== Task to carry out ==
Please copy the following lines word for word.

== Working data ==

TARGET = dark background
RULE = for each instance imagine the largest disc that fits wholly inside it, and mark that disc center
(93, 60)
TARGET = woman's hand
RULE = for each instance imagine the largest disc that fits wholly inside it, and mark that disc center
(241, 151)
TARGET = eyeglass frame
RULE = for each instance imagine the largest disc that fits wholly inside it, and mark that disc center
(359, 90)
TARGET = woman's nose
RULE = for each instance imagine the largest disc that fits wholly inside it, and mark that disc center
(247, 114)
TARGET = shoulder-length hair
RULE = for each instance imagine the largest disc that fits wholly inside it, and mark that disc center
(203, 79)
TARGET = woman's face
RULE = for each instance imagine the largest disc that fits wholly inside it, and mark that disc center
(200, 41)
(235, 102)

== Solution ==
TARGET = dark background
RULE = for each instance imagine the largest disc that fits wholly inside it, and mark that disc center
(93, 60)
TARGET = woman's hand
RULE = for each instance imagine the largest disc that fits wholly inside it, and mark that disc center
(241, 151)
TARGET = eyeglass frame
RULE = for each instance imagine the largest disc that fits wholly inside it, and mark that disc center
(359, 90)
TARGET = woman's nose
RULE = for each instance imagine the largest disc that fits wholly inside it, and mark that disc center
(247, 114)
TARGET = shoulder-length hair
RULE = for each instance imagine the largest disc that fits wholly inside it, and mark that disc center
(203, 79)
TARGET = woman's face
RULE = for each instance imagine the largest disc that fits wholly inside it, and mark that disc center
(200, 41)
(235, 102)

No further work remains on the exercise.